It took me one year to talk openly about my son’s Autism diagnosis. I decided to share our story, unfiltered, on his birthday this year. I wanted to celebrate him and every piece of who he is. This is our story, through my lens.
William was my first child. He spoke at 11 months; he was an affectionate baby. He hit all his milestones on or before schedule. He was and still is the happiest kid I’ve ever met. He’d look at me and smile. A smile that melted me. We had and still have an amazing connection.
He was incredibly hyper. I’d take him to a music class, or the park, and he was the kid who was always running out of the circle, exploring things other kids weren’t into. At the park he preferred to be by the trees, plants, flowers or in the dirt as opposed to the actual playground. He was always pointing and talking about things around him, overly curious. Even though he was a talker, he wasn’t talking on point.
I chalked it up to him being a boy. Hyperactivity.

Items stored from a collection

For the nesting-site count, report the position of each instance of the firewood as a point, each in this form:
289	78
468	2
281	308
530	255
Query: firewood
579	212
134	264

==

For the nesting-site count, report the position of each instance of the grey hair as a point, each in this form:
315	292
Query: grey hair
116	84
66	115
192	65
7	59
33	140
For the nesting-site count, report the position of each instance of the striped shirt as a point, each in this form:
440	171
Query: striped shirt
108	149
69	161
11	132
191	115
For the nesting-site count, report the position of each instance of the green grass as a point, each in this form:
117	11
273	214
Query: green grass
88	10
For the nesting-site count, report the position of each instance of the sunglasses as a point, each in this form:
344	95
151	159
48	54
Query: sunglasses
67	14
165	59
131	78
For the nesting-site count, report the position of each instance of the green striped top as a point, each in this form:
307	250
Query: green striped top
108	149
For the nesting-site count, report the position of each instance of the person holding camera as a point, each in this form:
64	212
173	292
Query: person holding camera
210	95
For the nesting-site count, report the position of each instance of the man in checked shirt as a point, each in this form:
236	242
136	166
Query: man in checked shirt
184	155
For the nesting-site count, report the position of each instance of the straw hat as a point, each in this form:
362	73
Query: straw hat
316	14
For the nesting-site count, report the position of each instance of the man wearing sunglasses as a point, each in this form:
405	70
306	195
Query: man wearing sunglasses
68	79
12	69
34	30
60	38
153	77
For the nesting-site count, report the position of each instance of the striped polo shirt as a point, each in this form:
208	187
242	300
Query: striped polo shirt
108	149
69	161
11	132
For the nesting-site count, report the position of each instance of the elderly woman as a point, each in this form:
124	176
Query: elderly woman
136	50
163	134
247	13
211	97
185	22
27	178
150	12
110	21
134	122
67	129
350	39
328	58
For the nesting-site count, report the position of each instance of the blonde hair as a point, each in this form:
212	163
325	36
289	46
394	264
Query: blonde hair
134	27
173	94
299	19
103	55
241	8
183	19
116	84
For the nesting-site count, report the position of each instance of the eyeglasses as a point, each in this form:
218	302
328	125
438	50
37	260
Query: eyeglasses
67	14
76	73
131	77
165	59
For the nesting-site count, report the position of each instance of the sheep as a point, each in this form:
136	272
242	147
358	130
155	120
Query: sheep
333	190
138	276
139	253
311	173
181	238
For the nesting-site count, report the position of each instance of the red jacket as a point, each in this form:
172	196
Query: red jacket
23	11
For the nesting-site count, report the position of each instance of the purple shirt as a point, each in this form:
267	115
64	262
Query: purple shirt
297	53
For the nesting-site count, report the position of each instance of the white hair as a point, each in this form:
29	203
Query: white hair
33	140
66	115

# [WORK ORDER 1]
According to the story about William, at what age did he first speak?
# [WORK ORDER 2]
Quote the story about William, starting at "He was incredibly" and ending at "talking on point.".

# [TASK RESPONSE 1]
11 months

# [TASK RESPONSE 2]
He was incredibly hyper. I’d take him to a music class, or the park, and he was the kid who was always running out of the circle, exploring things other kids weren’t into. At the park he preferred to be by the trees, plants, flowers or in the dirt as opposed to the actual playground. He was always pointing and talking about things around him, overly curious. Even though he was a talker, he wasn’t talking on point.